**Direction:** Lay out the records starting at the line that contains "Can you confirm the presence of any green grass" and ending at the line that contains "left=620, top=236, right=698, bottom=307" as a two-column CSV headed input and output, one row per record, with its text and its answer each in a single quoted field and line breaks replaced by spaces. Leave the pictures out.

**Exercise materials:**
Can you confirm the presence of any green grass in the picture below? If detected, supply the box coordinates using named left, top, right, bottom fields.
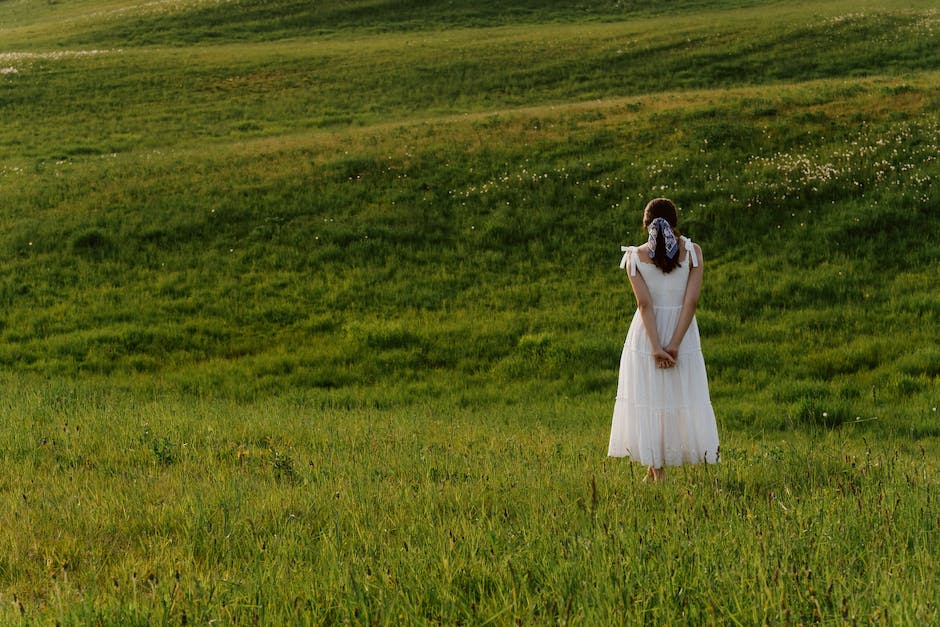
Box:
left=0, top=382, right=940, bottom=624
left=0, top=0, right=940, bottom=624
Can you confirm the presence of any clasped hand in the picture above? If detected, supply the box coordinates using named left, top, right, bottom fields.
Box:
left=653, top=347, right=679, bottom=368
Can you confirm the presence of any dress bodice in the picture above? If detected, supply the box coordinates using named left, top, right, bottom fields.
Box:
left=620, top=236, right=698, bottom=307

---

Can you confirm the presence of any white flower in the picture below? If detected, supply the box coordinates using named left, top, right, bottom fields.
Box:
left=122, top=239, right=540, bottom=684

...

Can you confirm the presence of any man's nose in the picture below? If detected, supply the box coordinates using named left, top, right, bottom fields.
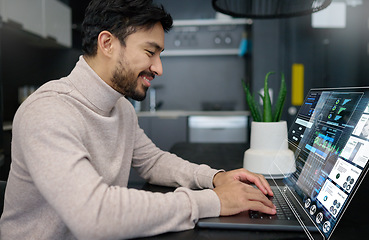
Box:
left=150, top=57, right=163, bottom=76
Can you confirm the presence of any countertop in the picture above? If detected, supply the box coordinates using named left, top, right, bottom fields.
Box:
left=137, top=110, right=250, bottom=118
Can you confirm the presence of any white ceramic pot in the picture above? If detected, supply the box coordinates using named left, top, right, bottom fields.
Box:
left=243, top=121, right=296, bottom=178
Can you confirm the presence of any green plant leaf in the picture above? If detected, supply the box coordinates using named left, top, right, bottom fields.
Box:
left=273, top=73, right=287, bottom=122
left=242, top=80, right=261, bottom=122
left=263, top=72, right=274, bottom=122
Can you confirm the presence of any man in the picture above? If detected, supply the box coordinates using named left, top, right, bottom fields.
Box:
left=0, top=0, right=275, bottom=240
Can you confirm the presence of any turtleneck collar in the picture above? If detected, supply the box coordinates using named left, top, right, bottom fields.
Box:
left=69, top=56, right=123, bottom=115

**Solution for this problem:**
input,output
"Can you confirm the presence of any green grass in the picture below? If detected, supply the box coordinates using named left, top, right, bottom fields. Box:","left=0, top=382, right=940, bottom=624 left=0, top=0, right=940, bottom=624"
"Can you confirm the presence of any clasped hand in the picture above? If detected, supply the box coordinates using named left, top, right, bottom fields. Box:","left=653, top=347, right=679, bottom=368"
"Can you confirm the presence of any dress bodice in the picture above? If detected, supply the box coordinates using named left, top, right, bottom fields. Box:","left=620, top=236, right=698, bottom=307"